**Set task**. Reproduce the following lines verbatim, omitting the pictures.

**Records for the exercise**.
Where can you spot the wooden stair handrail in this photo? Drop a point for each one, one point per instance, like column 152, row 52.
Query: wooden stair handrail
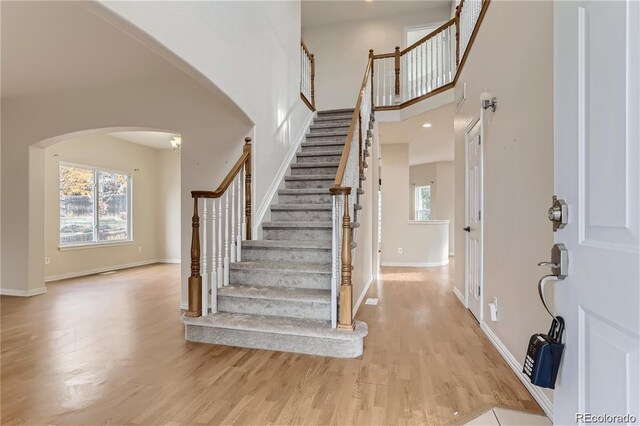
column 337, row 183
column 429, row 36
column 245, row 158
column 460, row 61
column 311, row 103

**Final answer**.
Where can you spot the wooden stair handrail in this photo? Drop a point for each one, one point per instance, like column 152, row 52.
Query: wooden stair handrail
column 337, row 183
column 429, row 36
column 245, row 158
column 460, row 61
column 311, row 103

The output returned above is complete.